◆ RAW RECORDS:

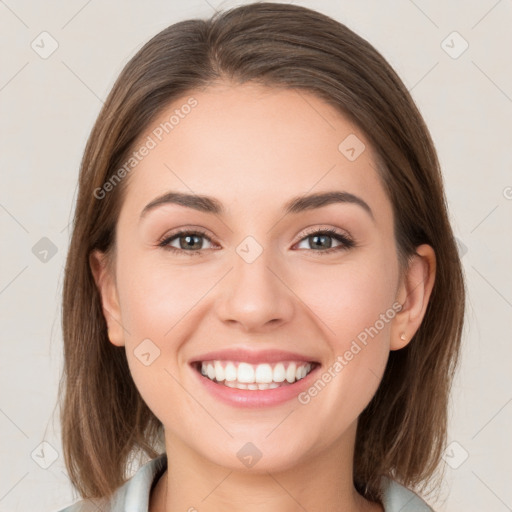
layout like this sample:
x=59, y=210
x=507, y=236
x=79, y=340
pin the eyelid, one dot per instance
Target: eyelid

◆ STATED EXERCISE: Leave out the pictures and give the listing above again exactly.

◆ SOLUTION TO THIS PROBLEM:
layout like this sample:
x=59, y=210
x=507, y=236
x=79, y=340
pin the eyelid, one dot per instance
Target: eyelid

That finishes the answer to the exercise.